**Article**

Second, we’re not generally creating data through experimentation or observation — more often than not, we’re mining data from historical documents. You name it, we’ve tried to mine it, from whaling logs to menus to telephone directories. This means that we tend to want different tools than scientists, and also that we have some interesting data-wrangling problems. More often than not, the categories that our historical sources used to divide up our data are not the same ones we’re interested in analyzing. So we often have to do some very creative transformations and interpretation, as my student did with the frames data.

Third, it’s just awful trying to find a humanities dataset. There are various humanities data repositories or registries, but they’re terribly limited. And right now we’re starting to see museums and cultural institutions releasing their data, and there’s just no way to know who’s released what, unless you’re the kind of person who stays on top of these things. So we urgently need some help locating these datasets, aggregating them, and perhaps even linking them.

Fourth, we do need those web services Sayeed was describing yesterday, that are built on top of existing datasets. We are working a lot with APIs, and it’s really insufficient for us to download one record at a time. And even for people who aren’t going to work with APIs, if you could build visualizations of datasets on the fly, or even just access the data in quantity, it would be a big help.

Fifth, we have a desperate need for help with data-modeling — and here is another place where I think libraries could really play a big role. This July, I’ll be directing a summer institute on digital humanities and art history, and as I’ve been reading through the participants’ project ideas, I’ve been struck by how often it seems that what the scholar really needs is data-modeling advice. For example: the art historian who wants to show how and when art objects traveled across the Indian Ocean and relate that movement to corresponding changes in artistic practice.

What she really needs is a data model that can accommodate historical and artistic periods, geographic movement, and conventional time. Most humanities scholars are not trained to build these kinds of databases. But I think — I hope — that this is an area where the library could be a huge help.

**Supplied material**
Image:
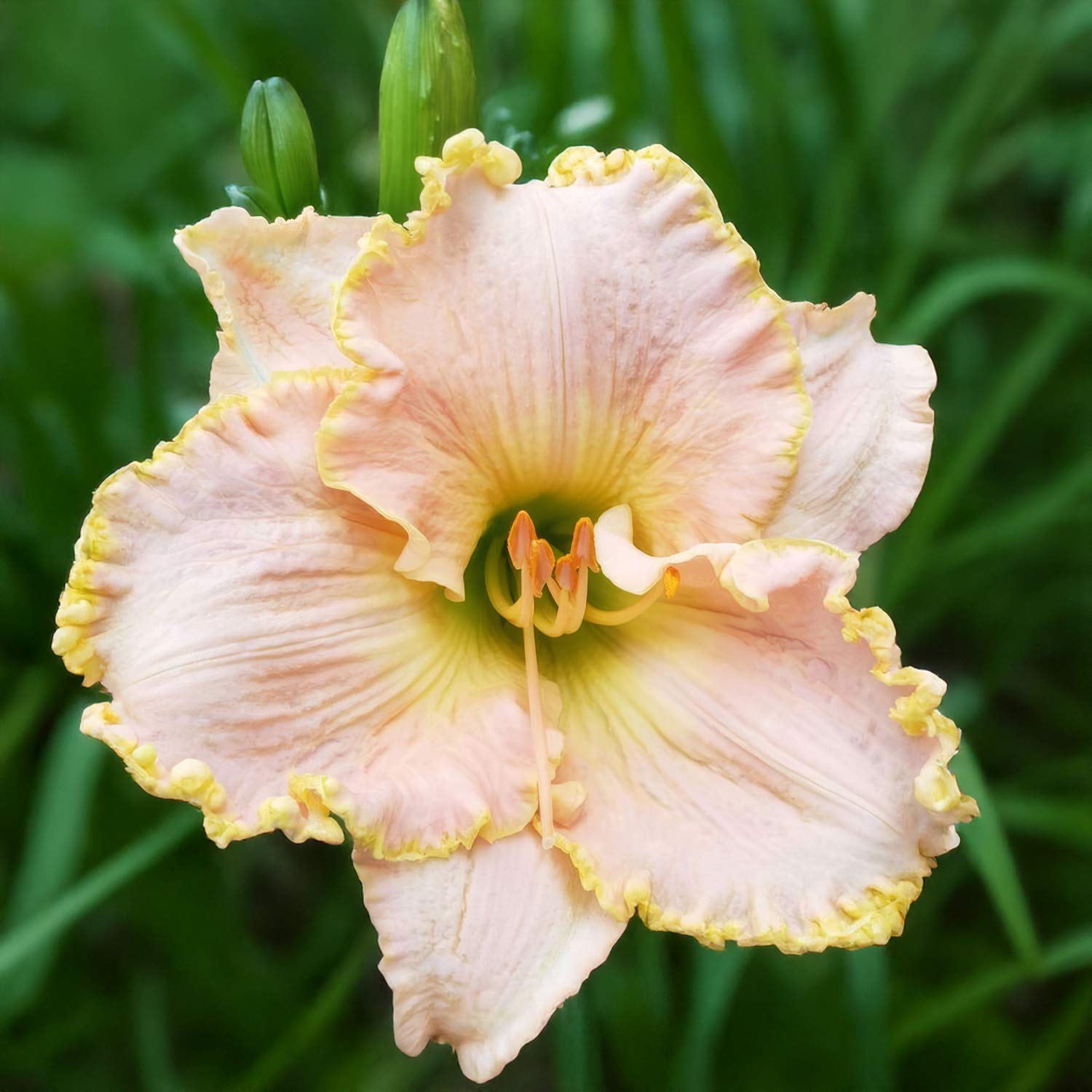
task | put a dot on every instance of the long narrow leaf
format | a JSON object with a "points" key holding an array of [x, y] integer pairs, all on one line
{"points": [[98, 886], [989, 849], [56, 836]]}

---

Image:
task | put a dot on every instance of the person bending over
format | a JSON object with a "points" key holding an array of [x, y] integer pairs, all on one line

**Exercise set**
A: Reproduce word for word the part of the text on humanities data that starts with "Fifth, we have" and goes on through "a huge help.".
B: Carry the text on humanities data needs forward from its final sentence, adding the next part in the same voice.

**The results**
A:
Fifth, we have a desperate need for help with data-modeling — and here is another place where I think libraries could really play a big role. This July, I’ll be directing a summer institute on digital humanities and art history, and as I’ve been reading through the participants’ project ideas, I’ve been struck by how often it seems that what the scholar really needs is data-modeling advice. For example: the art historian who wants to show how and when art objects traveled across the Indian Ocean and relate that movement to corresponding changes in artistic practice.

What she really needs is a data model that can accommodate historical and artistic periods, geographic movement, and conventional time. Most humanities scholars are not trained to build these kinds of databases. But I think — I hope — that this is an area where the library could be a huge help.

B:
Finally, we may even need new kinds of data specifications, because the currently existing standards for describing time and space, for example, are actually really inadequate for our needs. To give one example, many standards for specifying dates require time calculated down to the exact day, and sometimes even the minute or second. But humanists tend to deal in words like circa, spans of time, or things like “before” or “after” this event. Two technologists at Stanford actually took on this problem with a project called Topotime. By specifying that certain characters represent things like uncertainty, contingency, or approximation, they’ve shown how we could move from depicting time as a point or a line to a much broader canvas of shapes.

Just as we need more nuanced data models for time, we find ourselves faced with a pretty limited palette of options for depicting important structures of power, like gender and race. Take the Union List of Artist Names, which is an incredibly important resource that places like museums use to establish authorities — that is, to make sure they’re all using the same name to refer to an artist, and to associate that name with other data about the artist. It’s a tremendously important resource, and without it museums couldn’t share and network information; we’d never be able to figure out who holds what. But look how it deals with gender!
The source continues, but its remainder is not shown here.